**Data provided**
▼▼▼
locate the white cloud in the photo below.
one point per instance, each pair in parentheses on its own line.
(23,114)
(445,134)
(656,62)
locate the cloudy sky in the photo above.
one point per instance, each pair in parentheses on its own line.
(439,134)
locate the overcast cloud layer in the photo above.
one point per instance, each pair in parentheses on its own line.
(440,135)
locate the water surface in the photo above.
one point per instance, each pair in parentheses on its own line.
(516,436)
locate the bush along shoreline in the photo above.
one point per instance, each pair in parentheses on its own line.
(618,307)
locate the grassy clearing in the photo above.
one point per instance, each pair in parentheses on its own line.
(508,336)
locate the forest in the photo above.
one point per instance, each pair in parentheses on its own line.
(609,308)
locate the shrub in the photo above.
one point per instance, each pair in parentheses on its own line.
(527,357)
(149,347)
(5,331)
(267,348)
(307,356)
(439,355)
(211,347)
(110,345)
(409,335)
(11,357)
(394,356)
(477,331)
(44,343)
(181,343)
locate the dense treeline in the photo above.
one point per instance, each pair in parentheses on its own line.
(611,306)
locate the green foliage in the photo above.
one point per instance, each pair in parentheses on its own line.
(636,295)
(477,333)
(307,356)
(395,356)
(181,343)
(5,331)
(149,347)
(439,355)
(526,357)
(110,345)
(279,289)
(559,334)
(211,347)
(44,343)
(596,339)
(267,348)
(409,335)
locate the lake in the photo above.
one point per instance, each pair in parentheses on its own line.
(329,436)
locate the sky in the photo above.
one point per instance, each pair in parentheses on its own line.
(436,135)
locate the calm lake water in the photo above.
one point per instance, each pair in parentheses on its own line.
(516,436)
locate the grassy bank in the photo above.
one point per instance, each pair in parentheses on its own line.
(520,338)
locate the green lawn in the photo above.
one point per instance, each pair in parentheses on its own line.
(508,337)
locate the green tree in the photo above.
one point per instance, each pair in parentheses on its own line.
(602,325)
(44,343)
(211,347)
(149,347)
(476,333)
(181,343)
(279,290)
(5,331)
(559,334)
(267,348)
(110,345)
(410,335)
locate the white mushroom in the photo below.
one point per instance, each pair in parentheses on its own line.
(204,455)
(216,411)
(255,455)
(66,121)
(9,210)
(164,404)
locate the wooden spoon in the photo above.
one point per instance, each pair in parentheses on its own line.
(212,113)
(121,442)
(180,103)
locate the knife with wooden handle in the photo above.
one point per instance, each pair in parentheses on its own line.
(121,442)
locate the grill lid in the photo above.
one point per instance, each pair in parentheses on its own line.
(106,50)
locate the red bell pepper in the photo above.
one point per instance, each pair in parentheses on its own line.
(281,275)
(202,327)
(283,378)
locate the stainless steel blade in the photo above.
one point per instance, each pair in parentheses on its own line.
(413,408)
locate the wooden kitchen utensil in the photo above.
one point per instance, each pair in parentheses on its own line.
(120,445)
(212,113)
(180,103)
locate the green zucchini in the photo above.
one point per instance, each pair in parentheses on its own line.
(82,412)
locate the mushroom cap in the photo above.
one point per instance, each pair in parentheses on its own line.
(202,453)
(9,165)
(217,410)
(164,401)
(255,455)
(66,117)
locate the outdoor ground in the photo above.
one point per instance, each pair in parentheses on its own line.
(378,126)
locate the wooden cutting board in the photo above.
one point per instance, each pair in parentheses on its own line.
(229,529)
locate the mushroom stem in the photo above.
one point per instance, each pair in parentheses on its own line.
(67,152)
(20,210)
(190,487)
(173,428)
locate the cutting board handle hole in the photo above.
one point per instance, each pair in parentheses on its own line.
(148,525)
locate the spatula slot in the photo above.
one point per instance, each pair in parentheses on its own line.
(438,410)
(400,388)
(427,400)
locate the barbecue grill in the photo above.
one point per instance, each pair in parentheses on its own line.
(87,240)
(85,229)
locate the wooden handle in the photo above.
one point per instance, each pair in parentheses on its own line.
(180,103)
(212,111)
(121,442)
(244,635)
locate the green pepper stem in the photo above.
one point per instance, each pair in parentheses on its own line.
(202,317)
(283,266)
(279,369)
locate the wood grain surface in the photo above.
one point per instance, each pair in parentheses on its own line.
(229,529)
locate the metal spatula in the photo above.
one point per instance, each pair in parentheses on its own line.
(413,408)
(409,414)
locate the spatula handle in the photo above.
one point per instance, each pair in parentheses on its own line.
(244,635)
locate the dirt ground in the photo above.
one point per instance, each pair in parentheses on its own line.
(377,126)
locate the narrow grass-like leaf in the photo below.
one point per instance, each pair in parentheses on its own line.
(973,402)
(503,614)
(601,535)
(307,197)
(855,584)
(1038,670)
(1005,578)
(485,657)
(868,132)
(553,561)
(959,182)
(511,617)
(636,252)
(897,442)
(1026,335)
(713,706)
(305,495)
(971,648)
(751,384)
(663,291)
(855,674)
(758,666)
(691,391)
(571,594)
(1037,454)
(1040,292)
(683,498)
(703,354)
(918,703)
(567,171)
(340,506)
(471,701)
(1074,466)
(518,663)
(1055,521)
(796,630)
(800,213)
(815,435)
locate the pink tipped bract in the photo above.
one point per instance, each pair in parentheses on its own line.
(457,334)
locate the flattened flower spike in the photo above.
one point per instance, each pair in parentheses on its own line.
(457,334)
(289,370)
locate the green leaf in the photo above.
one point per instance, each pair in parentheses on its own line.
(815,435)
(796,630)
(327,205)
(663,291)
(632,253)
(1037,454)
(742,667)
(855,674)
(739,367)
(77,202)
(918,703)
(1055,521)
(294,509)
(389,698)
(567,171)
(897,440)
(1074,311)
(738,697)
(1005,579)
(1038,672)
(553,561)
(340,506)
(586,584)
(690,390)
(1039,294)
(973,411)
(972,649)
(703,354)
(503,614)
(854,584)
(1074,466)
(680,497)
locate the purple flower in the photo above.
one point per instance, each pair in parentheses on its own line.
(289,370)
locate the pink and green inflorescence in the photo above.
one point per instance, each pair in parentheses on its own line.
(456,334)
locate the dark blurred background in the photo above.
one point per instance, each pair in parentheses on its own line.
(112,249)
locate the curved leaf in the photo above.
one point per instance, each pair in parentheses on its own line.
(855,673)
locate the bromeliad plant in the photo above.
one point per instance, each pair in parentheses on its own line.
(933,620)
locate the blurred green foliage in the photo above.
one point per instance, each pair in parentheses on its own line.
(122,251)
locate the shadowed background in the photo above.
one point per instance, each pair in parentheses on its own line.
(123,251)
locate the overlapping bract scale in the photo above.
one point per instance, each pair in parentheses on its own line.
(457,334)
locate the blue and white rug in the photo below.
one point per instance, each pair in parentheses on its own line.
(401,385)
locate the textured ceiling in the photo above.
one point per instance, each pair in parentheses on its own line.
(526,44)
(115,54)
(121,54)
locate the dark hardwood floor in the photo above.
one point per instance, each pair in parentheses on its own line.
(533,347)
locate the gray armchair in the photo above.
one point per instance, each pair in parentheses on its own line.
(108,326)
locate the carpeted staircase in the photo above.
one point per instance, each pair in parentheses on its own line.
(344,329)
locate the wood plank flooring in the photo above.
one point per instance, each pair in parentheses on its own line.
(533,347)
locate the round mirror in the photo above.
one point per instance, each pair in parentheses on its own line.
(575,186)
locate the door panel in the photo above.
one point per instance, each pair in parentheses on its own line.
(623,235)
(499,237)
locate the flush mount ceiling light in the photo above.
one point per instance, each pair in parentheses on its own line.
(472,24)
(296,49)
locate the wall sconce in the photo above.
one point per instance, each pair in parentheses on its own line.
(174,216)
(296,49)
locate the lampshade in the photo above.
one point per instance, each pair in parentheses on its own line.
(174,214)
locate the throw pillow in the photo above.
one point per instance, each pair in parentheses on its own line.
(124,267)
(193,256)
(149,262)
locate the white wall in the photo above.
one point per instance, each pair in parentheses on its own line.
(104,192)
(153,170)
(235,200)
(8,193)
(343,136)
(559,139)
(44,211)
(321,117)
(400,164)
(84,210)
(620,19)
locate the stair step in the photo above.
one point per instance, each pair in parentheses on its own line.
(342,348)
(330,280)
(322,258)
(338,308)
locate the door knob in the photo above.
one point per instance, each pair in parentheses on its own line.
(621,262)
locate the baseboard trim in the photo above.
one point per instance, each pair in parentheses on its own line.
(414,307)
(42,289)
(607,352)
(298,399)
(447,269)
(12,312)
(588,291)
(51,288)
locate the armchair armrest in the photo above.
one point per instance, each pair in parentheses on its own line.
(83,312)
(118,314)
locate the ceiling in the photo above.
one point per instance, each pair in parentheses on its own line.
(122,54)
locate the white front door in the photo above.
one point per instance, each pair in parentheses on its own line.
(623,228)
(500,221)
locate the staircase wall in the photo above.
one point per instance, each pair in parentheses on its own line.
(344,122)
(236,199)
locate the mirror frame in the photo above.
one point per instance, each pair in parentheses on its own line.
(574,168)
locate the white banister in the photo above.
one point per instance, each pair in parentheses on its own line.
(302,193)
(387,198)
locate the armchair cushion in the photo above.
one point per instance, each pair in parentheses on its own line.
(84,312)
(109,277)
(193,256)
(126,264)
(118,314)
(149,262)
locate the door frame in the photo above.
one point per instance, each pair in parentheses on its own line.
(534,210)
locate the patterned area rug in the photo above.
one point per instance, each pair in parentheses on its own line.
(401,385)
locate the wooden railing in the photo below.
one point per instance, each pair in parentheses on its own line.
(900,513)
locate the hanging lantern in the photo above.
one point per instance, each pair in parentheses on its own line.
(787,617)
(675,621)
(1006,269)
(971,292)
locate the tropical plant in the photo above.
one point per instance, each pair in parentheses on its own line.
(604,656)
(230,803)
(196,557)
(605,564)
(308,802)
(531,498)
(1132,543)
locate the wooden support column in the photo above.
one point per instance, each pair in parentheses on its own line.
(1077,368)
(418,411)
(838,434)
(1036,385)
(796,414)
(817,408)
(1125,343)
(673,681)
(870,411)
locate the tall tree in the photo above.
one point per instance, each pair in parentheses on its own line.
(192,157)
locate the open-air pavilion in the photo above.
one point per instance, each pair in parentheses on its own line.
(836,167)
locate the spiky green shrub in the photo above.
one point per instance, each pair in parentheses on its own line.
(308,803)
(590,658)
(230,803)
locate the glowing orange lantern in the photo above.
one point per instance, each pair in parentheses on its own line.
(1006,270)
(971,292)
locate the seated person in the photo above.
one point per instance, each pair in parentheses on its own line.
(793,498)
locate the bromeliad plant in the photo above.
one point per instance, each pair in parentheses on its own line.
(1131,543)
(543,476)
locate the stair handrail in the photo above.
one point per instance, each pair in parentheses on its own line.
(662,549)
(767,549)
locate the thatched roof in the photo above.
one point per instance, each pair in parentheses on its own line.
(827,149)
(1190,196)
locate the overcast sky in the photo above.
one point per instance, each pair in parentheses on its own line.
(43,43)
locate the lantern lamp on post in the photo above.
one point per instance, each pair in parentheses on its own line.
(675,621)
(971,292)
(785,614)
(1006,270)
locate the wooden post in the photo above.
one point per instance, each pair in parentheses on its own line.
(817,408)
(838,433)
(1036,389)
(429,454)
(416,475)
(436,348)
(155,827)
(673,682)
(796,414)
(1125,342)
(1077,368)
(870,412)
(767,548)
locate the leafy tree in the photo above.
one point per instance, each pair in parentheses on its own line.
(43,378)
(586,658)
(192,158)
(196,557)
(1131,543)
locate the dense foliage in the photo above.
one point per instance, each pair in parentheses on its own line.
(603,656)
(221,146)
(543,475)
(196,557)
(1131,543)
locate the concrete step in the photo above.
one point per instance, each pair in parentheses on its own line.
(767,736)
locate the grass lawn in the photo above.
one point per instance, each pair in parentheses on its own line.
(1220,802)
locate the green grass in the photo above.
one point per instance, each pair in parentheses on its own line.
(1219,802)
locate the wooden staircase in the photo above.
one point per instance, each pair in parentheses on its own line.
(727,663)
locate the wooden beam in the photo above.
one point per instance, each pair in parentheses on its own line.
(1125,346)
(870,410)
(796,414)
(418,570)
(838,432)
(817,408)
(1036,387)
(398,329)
▲▲▲
**Stated goal**
Copy out exactly the lines between the line with "locate the wooden post in the photo above." and the last line of the entries, counting both of those lines.

**Correct result**
locate the wooden post in the photo above.
one point per instance, each pair in parentheses on its own line.
(817,408)
(838,433)
(1036,389)
(429,454)
(416,475)
(436,348)
(155,827)
(673,682)
(796,414)
(1125,342)
(1077,368)
(870,412)
(767,548)
locate the leafy tree in the photo above.
one point per instance, each pair in parentheses on its own line.
(43,378)
(586,658)
(192,158)
(196,557)
(1131,543)
locate the dense foliage in the photo above.
one point per instance, each pair in parentheses on its own line.
(603,656)
(221,146)
(543,475)
(196,557)
(1131,543)
locate the concrete step in the photo above.
one point per instance, each pair in parentheses on its own line.
(767,736)
locate the grass lawn in the photo above.
one point per instance, each pair in parentheses on its own line.
(1220,802)
locate the green grass in the photo above.
one point per instance, each pair in parentheses on its own line.
(1219,802)
locate the wooden staircase in the photo above.
one point per instance, each pair in parentheses on its own line.
(727,663)
locate the wooden beam in the photo above.
one point per instance, each pair in parentheses on its own line.
(1125,346)
(870,410)
(796,414)
(418,570)
(838,432)
(817,408)
(1036,387)
(398,329)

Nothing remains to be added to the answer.